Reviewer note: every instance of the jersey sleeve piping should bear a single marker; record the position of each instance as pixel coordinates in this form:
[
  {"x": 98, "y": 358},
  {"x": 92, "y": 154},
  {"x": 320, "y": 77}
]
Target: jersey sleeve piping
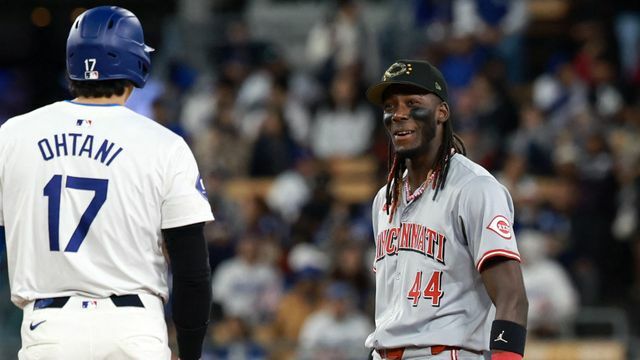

## WHAT IS BEING ASKED
Transcribe the records above word for word, preserving every line and character, and leave the pictures out of your transcription.

## EXERCISE RESULT
Reviewer note: every instance of the jersey sleeve piping should bear a single marker; record the position of each instance as pixel coordinates in this form:
[
  {"x": 98, "y": 358},
  {"x": 92, "y": 154},
  {"x": 320, "y": 77}
]
Target: jersey sleeve piping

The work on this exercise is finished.